Job: Return the records that follow unaltered. Omit every picture.

Records of labeled points

*****

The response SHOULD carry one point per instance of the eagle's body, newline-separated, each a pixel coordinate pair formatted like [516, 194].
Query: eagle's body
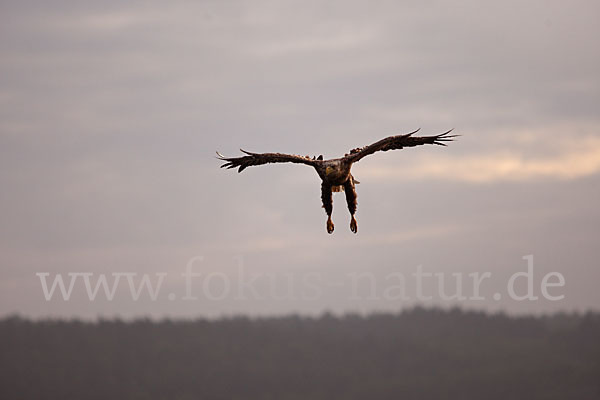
[335, 173]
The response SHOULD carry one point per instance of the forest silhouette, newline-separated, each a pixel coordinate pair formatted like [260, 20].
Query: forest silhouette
[417, 354]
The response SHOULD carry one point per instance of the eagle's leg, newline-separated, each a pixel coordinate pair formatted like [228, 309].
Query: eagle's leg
[351, 200]
[327, 199]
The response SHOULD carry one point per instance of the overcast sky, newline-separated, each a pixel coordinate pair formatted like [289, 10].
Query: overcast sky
[110, 114]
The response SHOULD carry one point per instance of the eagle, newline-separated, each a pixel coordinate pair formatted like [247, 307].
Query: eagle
[335, 173]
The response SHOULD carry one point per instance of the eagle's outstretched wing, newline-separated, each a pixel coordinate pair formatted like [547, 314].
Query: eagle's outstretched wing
[262, 158]
[399, 142]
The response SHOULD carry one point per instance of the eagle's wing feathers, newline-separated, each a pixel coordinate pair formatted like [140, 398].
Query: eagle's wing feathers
[252, 159]
[399, 142]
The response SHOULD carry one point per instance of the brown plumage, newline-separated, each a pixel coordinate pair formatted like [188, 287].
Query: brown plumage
[335, 173]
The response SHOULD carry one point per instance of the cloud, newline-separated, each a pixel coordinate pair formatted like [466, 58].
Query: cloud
[578, 160]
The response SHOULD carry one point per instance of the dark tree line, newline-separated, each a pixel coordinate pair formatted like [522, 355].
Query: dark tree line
[418, 354]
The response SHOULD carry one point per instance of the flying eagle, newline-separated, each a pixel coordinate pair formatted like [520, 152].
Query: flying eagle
[335, 173]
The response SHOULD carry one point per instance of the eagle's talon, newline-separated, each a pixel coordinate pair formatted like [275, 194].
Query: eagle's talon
[329, 226]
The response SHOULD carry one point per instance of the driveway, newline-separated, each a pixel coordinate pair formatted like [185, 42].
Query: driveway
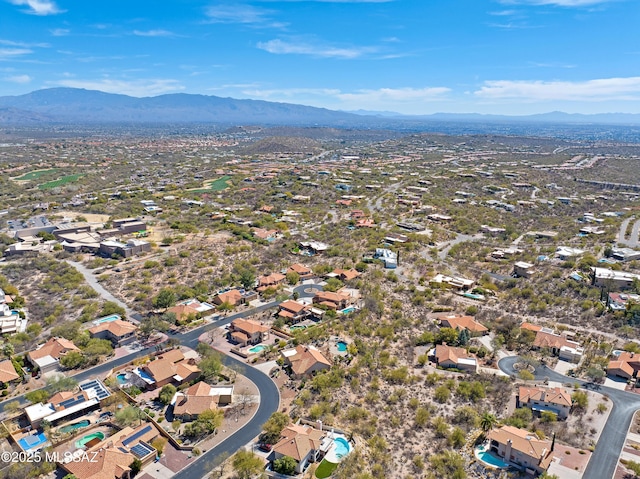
[605, 457]
[91, 279]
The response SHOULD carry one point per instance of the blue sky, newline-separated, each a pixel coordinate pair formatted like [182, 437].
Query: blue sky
[409, 56]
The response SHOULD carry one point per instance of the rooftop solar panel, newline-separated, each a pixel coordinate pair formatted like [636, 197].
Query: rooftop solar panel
[141, 450]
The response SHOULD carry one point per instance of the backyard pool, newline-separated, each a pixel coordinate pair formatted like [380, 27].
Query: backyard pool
[338, 450]
[107, 319]
[32, 442]
[488, 458]
[93, 438]
[73, 427]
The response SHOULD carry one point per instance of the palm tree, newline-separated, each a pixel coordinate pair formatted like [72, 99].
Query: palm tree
[488, 421]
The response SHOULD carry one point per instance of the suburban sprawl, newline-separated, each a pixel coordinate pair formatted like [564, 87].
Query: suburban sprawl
[247, 302]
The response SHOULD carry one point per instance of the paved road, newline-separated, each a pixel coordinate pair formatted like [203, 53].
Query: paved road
[604, 460]
[269, 393]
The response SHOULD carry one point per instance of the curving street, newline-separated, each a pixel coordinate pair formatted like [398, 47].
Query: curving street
[269, 393]
[604, 460]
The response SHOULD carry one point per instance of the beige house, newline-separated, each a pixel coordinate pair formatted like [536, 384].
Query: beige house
[119, 332]
[169, 367]
[452, 357]
[304, 361]
[302, 443]
[8, 372]
[48, 355]
[461, 323]
[521, 447]
[244, 332]
[200, 397]
[556, 400]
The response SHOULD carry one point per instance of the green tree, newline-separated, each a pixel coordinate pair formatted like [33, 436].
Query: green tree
[580, 401]
[166, 393]
[136, 467]
[447, 335]
[488, 421]
[72, 360]
[165, 298]
[247, 279]
[246, 464]
[293, 278]
[285, 465]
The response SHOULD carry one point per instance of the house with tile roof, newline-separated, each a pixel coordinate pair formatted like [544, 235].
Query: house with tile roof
[8, 372]
[272, 280]
[305, 361]
[302, 443]
[331, 300]
[625, 365]
[108, 463]
[522, 448]
[559, 345]
[460, 323]
[183, 312]
[293, 311]
[191, 402]
[538, 399]
[119, 332]
[344, 274]
[453, 357]
[47, 356]
[303, 271]
[244, 332]
[170, 367]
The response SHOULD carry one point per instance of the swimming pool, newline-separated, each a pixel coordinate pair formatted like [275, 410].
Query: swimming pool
[73, 427]
[341, 447]
[32, 442]
[338, 450]
[488, 458]
[107, 319]
[88, 438]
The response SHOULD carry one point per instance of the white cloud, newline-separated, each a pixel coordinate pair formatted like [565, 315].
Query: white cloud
[154, 33]
[239, 13]
[7, 53]
[39, 7]
[137, 88]
[558, 3]
[60, 32]
[278, 46]
[604, 89]
[19, 79]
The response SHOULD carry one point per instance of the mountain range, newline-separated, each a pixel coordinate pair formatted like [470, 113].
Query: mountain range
[74, 105]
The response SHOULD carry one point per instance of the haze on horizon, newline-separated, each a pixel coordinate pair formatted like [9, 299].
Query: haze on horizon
[513, 57]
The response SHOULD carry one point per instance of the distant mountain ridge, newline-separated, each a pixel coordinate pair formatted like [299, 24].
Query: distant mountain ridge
[90, 106]
[75, 105]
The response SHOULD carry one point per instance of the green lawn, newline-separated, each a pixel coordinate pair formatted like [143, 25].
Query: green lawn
[325, 469]
[217, 185]
[60, 182]
[34, 175]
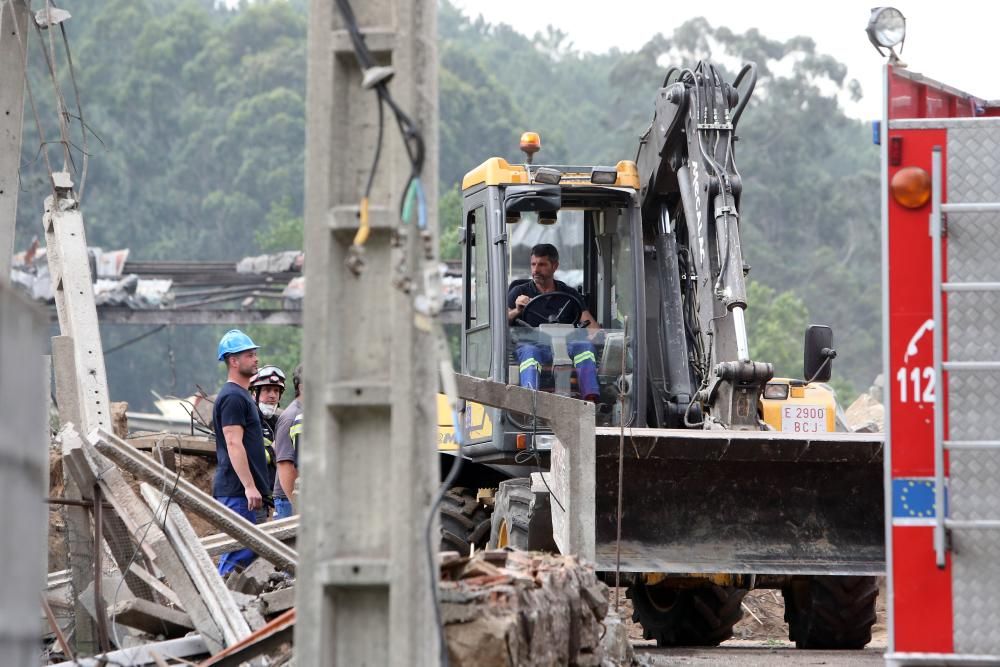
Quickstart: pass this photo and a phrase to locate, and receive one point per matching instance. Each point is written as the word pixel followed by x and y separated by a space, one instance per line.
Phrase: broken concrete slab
pixel 616 645
pixel 112 592
pixel 539 609
pixel 278 601
pixel 194 499
pixel 199 566
pixel 253 580
pixel 151 618
pixel 142 524
pixel 185 647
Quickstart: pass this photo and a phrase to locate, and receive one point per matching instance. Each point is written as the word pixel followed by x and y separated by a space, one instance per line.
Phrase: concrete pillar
pixel 13 51
pixel 23 464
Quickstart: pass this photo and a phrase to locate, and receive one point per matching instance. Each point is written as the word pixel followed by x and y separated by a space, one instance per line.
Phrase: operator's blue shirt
pixel 235 407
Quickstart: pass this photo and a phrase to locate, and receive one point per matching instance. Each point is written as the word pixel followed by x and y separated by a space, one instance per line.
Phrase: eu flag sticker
pixel 913 500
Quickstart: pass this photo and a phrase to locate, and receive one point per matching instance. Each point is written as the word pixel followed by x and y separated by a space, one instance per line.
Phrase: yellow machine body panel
pixel 807 409
pixel 497 171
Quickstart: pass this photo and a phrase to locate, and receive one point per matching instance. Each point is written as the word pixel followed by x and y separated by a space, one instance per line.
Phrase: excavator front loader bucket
pixel 740 502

*****

Answer to this task:
The response SHOULD carry one point per instance of the eagle's body, newline-separated, each a pixel coordinate pair formatted like [516, 194].
Query: eagle's body
[335, 173]
The response SHOULD carry one point per instance of the forest silhouette, newline-separated, each a pixel coordinate pair formatted like [260, 20].
Query: forest silhouette
[417, 354]
The response SHOULD carry one point per instance of the eagle's leg, newline-separated, each a pixel coordinate pair formatted like [228, 309].
Query: eagle's leg
[351, 200]
[327, 199]
The response SHOULD carry one point per instance of the overcast sky, newline-separated, each a pixel coordinate pair formatted like [289, 10].
Query: overcast sky
[110, 114]
The response SHOULD carry one point per instance of the eagle, newline-separated, each a pixel coordinate pair formatted like [247, 307].
Query: eagle
[335, 173]
The response SHOULD carry one point per instance of the eagle's outstretched wing, newline-separated, each a pixel coordinate pair formatted like [547, 314].
Query: eagle's outstretched wing
[262, 158]
[399, 142]
The response SHOULD carry one point per instance of the eagle's wing feathers, newline-separated, each a pixel coordinate pair formatted like [140, 398].
Query: eagle's wing feathers
[252, 159]
[399, 142]
The response SHOULD carry one point per instance of the brown plumage, newline-separated, each a pixel coordinate pair formatted like [188, 287].
Query: brown plumage
[335, 173]
The response SHOULD carry one point per instance of the cloud, newline-separated, each a pixel coordinate pair formatted like [466, 58].
Query: cloud
[578, 160]
The response SHOULD carry one point per instance of the dark tree line, newline-separated, each a pixel coordinate pair formatted like [522, 355].
Query: dark tree line
[418, 354]
The response SHOULD carry one point per instance of the flying eagle, newline-separated, each a pixel coordinate pair formatted like [520, 152].
Query: flying eagle
[335, 173]
The response SHOULD carry one point per instance of the eagle's talon, newline-separated, each a pixel coordinate pair formatted like [275, 194].
Query: eagle's talon
[329, 226]
The response SHOULD carry one point per instance of the driveway, newline-separated, each a pixel coordinate pair formatted like [185, 42].
Query: driveway
[605, 457]
[91, 279]
The response SHOULD carry one point per instance of the blue sky, newline-separated, each a pixel coordinate pair formatted like [182, 437].
Query: blue sky
[409, 56]
The response SHOULD carry one point per instance of the rooftop solar panel, newline-separated, each a pixel coordinate pair formatted like [636, 197].
Query: rooftop solar panel
[141, 450]
The response SHOULD carry one point per instance of the backyard pool, newline-separated, each a pixel coordinate pair formatted like [380, 27].
Query: backyard pool
[338, 450]
[107, 319]
[32, 442]
[488, 458]
[93, 438]
[73, 427]
The response SHOULD carry one point per instance of the palm tree, newline-separated, each a pixel coordinate pair formatted like [72, 99].
Query: palm tree
[488, 421]
The response SHOULD carry one point per instance of the suburban sprawl, newline-separated, each a pixel coordinate pair formatted like [564, 87].
Query: suburban sprawl
[247, 302]
The response SHOULD carry one point per instance of the paved road, newline-separated, each a pixel coordinate pair formatted like [203, 53].
Query: paved road
[604, 460]
[269, 393]
The response SHOULD carry one point per instance of the curving street, newline-separated, each a pixel coordinate pair formatted like [398, 47].
Query: curving street
[269, 393]
[604, 460]
The response SHOULD carry one point per instance of the beige house, newline-separated, each a pixel coordinate pair formatted like [536, 384].
Query: beige house
[119, 332]
[169, 367]
[452, 357]
[304, 361]
[302, 443]
[8, 372]
[48, 355]
[461, 323]
[521, 447]
[244, 332]
[200, 397]
[556, 400]
The response SHOULD carry one point per instance of the green tree, newline-separated, each a pixel coordinate pair formatted like [33, 436].
Query: green tree
[580, 401]
[166, 393]
[136, 467]
[447, 335]
[488, 421]
[72, 360]
[165, 298]
[247, 279]
[246, 464]
[293, 278]
[285, 465]
The response SHOULD carry one point per instance of the house with tile roof, newline-separated, each a pixel coordinate pair formatted like [544, 235].
Query: house with tile roof
[8, 372]
[272, 280]
[305, 361]
[302, 443]
[331, 300]
[625, 365]
[108, 463]
[522, 448]
[559, 345]
[460, 323]
[183, 312]
[293, 311]
[191, 402]
[538, 399]
[119, 332]
[344, 274]
[453, 357]
[47, 356]
[303, 271]
[244, 332]
[170, 367]
The response SHOULD carry one point per instance of the swimming pool, newline-separated, each a pixel coordinate pair formatted like [275, 410].
Query: swimming pool
[73, 427]
[341, 447]
[32, 442]
[338, 450]
[488, 458]
[107, 319]
[88, 438]
The response SHOULD carry one point per instance of the white cloud, newline-separated, each a pixel coordinate pair formatted like [565, 315].
Query: white cloud
[154, 33]
[239, 13]
[7, 53]
[39, 7]
[137, 88]
[558, 3]
[60, 32]
[278, 46]
[604, 89]
[19, 79]
The response SHOULD carry one point per instance of the mountain range, newline-separated, each a pixel coordinate pair formatted like [470, 113].
Query: mountain range
[74, 105]
The response SHOULD carry one point per instance of the haze on horizon, newline-separated, each a pixel coordinate pair formatted like [9, 299].
Query: haze on horizon
[513, 57]
The response SHOULD carry one point per instance of the distant mountain ridge, newline-separated, each a pixel coordinate pair formatted like [299, 24].
Query: distant mountain ridge
[90, 106]
[75, 105]
The response SHOULD carry one point per instance of the green lawn, newline-separated, each a pixel coordinate pair formatted like [143, 25].
Query: green lawn
[325, 469]
[217, 185]
[60, 182]
[34, 175]
Quickstart: pass this photo and a phrase to locate, and receive one point per matching instance. Each point is written as the word pixel followed by x and y separated by a space, one instance per line.
Phrase: broken concrete slab
pixel 616 645
pixel 112 592
pixel 539 609
pixel 278 601
pixel 194 499
pixel 199 566
pixel 253 580
pixel 151 618
pixel 142 524
pixel 185 647
Quickstart: pass this photo and a phrase to locate, and receive one point per matching instance. Each point is written as the word pixel followed by x and y separated by a space, one instance per line.
Phrase: concrete pillar
pixel 13 51
pixel 23 464
Quickstart: pass this photo and a phrase to locate, and receive one point per matching instance. Each point is written as the word pixel followed by x and y separated by a space, one instance per line.
Phrase: operator's blue shirt
pixel 235 407
Quickstart: pass this photo and a phrase to locate, and receive one point per matching instance. Each point is written as the word pixel followed by x and y separated by a space, one instance per line.
Phrase: eu flag sticker
pixel 913 500
Quickstart: pass this photo and a phrase to locate, and receive one point per matching instance. Each point is written as the word pixel followed by x and y separated by a space, one instance per line.
Phrase: yellow machine body panel
pixel 807 409
pixel 497 171
Quickstart: pass this photo and a phrase to locate, and receive one point per matching instance. Each point is written as the word pixel followed by x and y separated by a space, one instance per line.
Phrase: excavator front loader bucket
pixel 740 502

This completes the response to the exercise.